→ WHAT THE TASK REQUIRES
Could you rescale everything from the line containing "find the front" down to the line containing "[89,137,390,238]", both ends included, and give back only those lines? Copy the requests unchanged, and multiply each bounding box coordinate by 0.7, rounding to a whole number with halves going up.

→ MATERIAL FOR THIS EXERCISE
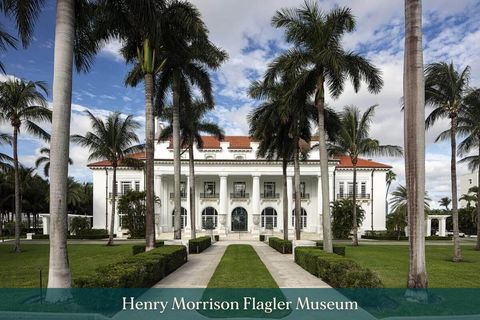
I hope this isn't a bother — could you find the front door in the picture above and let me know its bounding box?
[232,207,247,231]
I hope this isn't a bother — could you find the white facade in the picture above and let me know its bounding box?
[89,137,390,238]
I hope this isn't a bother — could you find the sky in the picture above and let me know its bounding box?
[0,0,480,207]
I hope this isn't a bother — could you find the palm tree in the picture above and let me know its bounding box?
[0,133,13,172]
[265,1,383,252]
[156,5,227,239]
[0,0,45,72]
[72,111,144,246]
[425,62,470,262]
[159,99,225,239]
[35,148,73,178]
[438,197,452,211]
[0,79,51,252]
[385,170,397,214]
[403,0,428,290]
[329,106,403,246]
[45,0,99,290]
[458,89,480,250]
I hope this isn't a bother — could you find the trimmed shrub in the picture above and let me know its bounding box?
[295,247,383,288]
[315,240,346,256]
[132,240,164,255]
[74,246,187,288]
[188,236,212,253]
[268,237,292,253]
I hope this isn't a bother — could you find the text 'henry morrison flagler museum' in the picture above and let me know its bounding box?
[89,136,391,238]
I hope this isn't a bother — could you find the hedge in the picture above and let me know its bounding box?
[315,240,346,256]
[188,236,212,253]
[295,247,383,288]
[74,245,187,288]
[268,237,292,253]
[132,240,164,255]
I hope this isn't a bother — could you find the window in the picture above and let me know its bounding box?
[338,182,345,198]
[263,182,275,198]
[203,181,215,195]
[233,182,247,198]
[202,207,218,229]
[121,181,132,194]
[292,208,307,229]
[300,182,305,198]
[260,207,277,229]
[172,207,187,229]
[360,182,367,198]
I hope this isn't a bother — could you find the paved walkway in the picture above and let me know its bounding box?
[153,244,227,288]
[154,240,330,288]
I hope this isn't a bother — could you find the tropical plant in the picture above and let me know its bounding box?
* * *
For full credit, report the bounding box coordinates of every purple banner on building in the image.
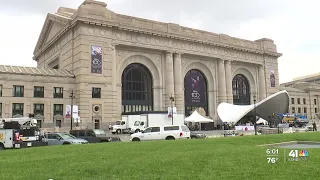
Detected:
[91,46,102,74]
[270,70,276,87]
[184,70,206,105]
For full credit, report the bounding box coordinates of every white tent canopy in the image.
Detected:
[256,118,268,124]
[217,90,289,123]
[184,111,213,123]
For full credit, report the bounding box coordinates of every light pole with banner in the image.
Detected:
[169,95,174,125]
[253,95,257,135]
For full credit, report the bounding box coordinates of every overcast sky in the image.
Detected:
--
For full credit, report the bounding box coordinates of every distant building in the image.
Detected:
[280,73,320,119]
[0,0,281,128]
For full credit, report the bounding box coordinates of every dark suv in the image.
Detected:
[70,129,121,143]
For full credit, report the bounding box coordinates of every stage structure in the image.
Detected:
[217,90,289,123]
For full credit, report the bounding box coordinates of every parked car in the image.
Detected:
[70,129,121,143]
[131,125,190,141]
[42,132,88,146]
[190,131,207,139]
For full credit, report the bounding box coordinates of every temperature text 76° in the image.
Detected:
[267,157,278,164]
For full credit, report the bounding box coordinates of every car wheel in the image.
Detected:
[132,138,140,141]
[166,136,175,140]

→ RESULT FOR THIS EXERCISE
I hope this isn't a bother — could you find the front door in the picture above and let me know its bounding box?
[162,145,173,162]
I hope this isn't a bother — could you find the white facade in the picture above and let me know its bounding box?
[62,96,273,167]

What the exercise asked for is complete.